Pointing dataset records:
━━━━━━━━━━━━━━━━━━━━

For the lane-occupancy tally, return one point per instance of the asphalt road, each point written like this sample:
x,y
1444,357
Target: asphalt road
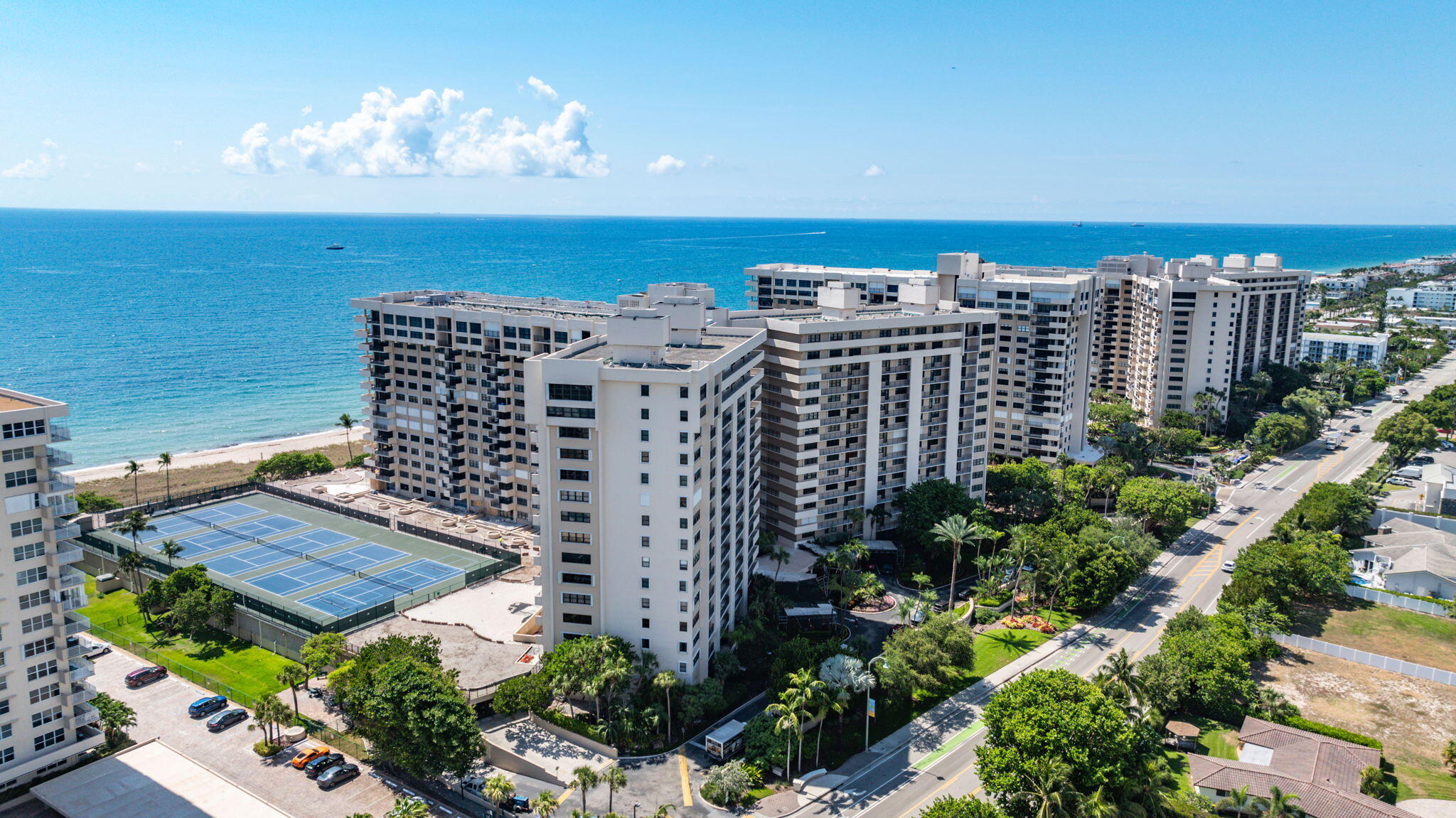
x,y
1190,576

━━━━━━━━━━━━━━━━━━━━

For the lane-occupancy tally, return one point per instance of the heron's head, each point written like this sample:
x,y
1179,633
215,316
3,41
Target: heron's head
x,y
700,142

━━━━━━━━━━━━━━━━━━━━

* STATED TASK *
Pull out each line of the entries that contains the word "tally", and copy those lines unchanged.

* ANSWER FOR THE TASK *
For the lane-occupancy tally, return one point per instance of the asphalt road, each point written like this sample:
For the lane-occupancy tally, return one point per instance of the heron's head, each point written like this sample:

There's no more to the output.